[Text segment]
'''

MONTPELIER, Vt. (AP) — When the Vermont Health CO-OP was launched 15 months ago, it was hailed as a consumer-governed alternative to the commercial insurance that would be offered under the new marketplace being set up under the federal health overhaul.
But as Blue Cross Blue Shield of Vermont and MVP Health Care prepare to begin offering coverage through the marketplace, the CO-OP remains in limbo, hoping for two green lights from state and federal agencies that are key to its survival.
It likely won’t even hit the Oct. 1 date that companies offering coverage through the Patient Protection and Affordable Care Act (PPACA) public exchange system were supposed to be ready to begin signing up subscribers, CO-OP CEO Christine Oliver said Monday.
“We won’t hit that. We won’t hit it for Oct. 1,” she said.
And as for the beginning of next year, when the coverage is to become effective: “January’s probably not likely, either,” she said of the CO-OP, which stands for “consumer operated and oriented plan.”

'''

[Action item A] In the news report on the Vermont Health CO-OP, what does "CO-OP" stand for?
[Action item B] Pick up the news report on the Vermont Health CO-OP after its last sentence and keep writing.
The material after this point comes from a separate source.

[Raw data]
'''

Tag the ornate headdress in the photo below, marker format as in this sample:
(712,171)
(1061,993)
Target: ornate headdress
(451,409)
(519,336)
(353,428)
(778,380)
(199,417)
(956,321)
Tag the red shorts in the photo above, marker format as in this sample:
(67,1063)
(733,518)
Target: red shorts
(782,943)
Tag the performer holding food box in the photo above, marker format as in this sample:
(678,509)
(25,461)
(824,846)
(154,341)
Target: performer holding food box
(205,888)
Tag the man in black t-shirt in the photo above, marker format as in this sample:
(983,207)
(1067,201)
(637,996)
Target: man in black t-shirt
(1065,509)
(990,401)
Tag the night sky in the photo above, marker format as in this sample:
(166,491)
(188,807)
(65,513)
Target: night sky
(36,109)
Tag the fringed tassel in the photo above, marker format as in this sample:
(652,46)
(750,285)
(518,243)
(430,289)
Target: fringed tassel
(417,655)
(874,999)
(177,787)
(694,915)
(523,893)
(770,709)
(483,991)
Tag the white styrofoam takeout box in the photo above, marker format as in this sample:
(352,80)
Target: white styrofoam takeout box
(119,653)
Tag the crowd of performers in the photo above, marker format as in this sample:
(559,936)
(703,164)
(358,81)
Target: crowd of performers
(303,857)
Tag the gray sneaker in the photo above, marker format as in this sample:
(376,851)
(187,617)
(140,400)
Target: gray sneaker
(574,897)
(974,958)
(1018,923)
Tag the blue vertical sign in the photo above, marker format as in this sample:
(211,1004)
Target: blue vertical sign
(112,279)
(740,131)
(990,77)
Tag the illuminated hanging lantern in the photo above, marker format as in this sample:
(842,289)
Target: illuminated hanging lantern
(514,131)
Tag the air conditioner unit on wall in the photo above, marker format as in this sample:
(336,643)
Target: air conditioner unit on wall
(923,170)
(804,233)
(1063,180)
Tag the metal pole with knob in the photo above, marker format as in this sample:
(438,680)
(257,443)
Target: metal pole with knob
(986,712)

'''

[Expected output A] Consumer operated and oriented plan.

[Expected output B]
The CO-OP needs the state Department of Financial Regulation to reverse a decision that denied the CO-OP a state license. The agency said its rates were too high to be competitive and criticized a governance structure it said created conflicts of interest.
Since then, the CO-OP has lowered its rates, retooled its governance and submitted a request for reconsideration to the state agency. The state agency could not comment about a pending application, spokeswoman Dale Schaft said Monday.
Meanwhile, Oliver said she expects to hear by the end of the month what the Centers for Medicare & Medicaid Services (CMS) planned to do about a nearly $34 million loan agreement announced at the CO-OP’s founding last summer.